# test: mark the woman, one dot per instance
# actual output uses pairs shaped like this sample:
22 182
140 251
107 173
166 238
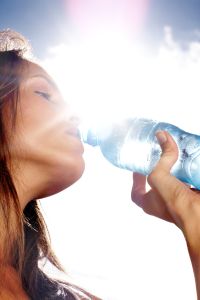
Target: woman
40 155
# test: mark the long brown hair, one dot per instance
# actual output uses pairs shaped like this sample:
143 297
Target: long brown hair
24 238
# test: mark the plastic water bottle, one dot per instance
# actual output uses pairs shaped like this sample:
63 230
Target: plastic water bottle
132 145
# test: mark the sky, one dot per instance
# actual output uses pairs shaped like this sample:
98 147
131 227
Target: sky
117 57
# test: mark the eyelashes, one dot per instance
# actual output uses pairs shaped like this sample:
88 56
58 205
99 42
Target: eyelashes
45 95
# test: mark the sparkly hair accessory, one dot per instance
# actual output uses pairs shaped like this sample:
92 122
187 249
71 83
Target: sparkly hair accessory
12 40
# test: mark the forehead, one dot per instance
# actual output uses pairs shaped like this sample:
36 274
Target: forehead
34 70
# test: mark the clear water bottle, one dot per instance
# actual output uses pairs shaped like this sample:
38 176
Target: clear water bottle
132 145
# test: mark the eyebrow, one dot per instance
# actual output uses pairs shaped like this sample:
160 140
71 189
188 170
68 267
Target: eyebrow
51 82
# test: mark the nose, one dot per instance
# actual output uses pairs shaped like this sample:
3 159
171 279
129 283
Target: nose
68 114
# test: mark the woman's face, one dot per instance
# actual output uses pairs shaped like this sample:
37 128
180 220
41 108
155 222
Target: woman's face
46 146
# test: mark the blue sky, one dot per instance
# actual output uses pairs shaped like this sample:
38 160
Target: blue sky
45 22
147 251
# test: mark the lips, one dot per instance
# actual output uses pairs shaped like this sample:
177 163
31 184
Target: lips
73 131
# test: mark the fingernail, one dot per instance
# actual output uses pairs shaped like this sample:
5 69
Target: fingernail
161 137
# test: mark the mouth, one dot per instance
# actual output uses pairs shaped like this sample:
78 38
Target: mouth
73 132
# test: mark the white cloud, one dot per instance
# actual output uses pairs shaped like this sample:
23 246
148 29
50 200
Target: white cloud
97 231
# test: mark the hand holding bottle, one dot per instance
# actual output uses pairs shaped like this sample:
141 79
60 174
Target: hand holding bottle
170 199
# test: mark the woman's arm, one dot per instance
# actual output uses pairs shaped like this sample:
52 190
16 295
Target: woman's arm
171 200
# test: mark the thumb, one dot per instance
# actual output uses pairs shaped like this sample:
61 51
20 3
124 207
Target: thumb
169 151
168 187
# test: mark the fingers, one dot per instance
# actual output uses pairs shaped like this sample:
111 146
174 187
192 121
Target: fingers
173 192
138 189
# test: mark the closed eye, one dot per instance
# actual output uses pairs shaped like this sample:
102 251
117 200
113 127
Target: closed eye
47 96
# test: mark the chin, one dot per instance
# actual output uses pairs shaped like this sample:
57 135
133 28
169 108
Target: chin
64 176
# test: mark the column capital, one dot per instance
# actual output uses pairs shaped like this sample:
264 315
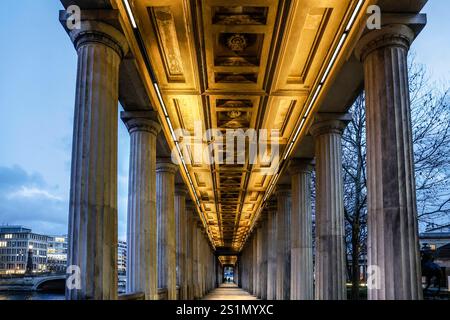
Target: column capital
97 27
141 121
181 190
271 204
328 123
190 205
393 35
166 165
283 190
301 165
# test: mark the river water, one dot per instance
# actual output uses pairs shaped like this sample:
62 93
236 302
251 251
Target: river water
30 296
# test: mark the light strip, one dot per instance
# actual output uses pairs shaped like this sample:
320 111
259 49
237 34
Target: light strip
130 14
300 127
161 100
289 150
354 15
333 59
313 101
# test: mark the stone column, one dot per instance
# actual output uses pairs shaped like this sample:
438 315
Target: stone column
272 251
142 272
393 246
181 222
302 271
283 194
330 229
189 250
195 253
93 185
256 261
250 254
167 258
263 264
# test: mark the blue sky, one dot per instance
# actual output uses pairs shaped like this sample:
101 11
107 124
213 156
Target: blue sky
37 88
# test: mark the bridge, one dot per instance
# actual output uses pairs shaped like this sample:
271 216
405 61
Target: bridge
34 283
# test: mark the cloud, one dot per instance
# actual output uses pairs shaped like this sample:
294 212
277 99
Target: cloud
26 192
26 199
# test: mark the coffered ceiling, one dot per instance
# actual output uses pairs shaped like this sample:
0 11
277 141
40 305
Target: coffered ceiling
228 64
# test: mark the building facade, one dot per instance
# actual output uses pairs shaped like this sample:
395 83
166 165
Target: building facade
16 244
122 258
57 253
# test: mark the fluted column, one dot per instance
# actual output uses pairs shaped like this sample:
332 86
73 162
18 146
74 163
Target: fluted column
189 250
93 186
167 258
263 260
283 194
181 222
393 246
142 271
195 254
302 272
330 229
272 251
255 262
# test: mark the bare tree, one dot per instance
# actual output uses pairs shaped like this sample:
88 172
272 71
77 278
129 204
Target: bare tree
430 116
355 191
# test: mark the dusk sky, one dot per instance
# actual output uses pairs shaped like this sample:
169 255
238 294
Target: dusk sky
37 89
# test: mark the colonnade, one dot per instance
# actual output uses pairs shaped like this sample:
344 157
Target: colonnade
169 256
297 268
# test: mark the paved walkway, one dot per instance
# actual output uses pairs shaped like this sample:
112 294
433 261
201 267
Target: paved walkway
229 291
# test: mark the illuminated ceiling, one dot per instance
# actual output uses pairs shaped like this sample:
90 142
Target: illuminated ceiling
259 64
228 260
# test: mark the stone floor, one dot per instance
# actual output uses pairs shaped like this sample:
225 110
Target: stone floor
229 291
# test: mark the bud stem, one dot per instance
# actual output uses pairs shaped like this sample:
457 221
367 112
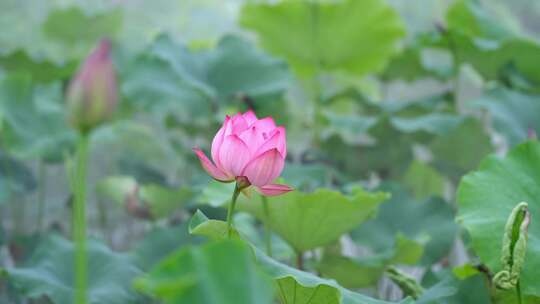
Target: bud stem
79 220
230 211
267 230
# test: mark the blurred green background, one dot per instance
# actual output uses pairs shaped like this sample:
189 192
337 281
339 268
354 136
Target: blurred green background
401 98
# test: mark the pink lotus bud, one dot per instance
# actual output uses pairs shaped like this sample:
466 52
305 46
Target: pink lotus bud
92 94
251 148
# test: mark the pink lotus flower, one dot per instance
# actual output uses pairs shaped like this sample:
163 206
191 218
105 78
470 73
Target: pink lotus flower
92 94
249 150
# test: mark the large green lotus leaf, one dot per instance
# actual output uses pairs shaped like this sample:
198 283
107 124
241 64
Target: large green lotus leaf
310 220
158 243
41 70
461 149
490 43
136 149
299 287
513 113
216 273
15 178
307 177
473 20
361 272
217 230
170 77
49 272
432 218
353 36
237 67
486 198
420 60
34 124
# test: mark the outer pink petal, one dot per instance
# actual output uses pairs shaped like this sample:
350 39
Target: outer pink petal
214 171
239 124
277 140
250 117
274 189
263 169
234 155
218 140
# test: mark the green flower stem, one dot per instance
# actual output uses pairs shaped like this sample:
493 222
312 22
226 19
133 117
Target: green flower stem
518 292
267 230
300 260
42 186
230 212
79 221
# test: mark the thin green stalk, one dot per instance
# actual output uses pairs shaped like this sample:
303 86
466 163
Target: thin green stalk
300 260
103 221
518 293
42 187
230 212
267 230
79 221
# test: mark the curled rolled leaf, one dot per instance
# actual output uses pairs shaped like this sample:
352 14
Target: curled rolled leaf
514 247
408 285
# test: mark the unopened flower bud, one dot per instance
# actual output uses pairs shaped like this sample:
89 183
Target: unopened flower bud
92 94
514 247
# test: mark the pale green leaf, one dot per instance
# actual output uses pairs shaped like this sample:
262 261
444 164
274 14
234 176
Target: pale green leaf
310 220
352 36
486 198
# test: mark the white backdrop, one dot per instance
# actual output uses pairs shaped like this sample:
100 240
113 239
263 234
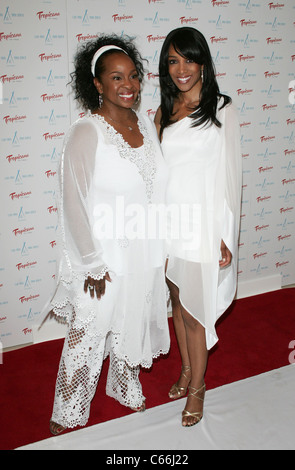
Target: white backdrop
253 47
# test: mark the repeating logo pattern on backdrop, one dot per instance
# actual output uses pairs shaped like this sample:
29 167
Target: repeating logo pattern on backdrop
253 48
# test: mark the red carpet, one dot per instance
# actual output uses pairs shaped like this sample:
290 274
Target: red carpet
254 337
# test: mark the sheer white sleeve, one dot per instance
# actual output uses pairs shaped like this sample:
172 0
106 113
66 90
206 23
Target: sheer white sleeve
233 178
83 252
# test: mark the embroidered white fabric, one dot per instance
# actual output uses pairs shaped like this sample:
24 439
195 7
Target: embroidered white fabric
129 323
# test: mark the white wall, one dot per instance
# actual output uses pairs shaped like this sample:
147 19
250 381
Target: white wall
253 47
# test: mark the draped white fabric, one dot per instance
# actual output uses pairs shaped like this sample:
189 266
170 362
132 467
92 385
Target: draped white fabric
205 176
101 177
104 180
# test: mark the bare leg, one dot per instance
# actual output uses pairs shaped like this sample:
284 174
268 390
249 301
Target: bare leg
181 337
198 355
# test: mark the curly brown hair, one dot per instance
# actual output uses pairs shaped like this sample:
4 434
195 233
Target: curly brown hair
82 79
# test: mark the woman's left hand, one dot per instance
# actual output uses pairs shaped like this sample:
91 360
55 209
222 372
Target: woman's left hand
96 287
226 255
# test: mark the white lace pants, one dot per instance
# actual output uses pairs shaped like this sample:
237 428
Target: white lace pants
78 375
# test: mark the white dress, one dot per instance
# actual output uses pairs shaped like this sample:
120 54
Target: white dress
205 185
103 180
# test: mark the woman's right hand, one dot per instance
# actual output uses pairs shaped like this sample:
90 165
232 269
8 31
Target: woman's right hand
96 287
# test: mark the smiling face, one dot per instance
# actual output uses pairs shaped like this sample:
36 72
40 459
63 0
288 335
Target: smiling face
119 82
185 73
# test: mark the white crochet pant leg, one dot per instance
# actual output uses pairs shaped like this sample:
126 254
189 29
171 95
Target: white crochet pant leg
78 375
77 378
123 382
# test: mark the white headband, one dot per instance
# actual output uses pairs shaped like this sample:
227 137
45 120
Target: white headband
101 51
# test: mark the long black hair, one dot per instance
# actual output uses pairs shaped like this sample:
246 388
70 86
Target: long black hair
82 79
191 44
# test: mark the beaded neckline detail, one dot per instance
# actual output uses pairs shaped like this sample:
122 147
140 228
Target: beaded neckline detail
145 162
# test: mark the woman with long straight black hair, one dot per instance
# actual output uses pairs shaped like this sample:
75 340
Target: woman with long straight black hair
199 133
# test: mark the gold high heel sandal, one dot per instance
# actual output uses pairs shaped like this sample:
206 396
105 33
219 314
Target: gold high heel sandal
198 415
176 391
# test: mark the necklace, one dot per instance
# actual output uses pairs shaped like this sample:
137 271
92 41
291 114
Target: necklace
===============
• Task goal:
Copy out the records verbatim, from the line containing "# test: mark the necklace, one" through the final line of the records, including both.

• Written answer:
# test: mark the necklace, one dot per instance
# actual output uses pairs shaped like this sample:
137 271
92 41
291 114
Target: necklace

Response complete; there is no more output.